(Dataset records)

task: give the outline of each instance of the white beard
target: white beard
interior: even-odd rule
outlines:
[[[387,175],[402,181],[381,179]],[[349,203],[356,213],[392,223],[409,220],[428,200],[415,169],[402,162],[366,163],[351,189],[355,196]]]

(ASSIGNED TASK) For the string "beard", work out how many lines of the entries contain it and reply with that number alone.

(RESULT FOR THIS TASK) 2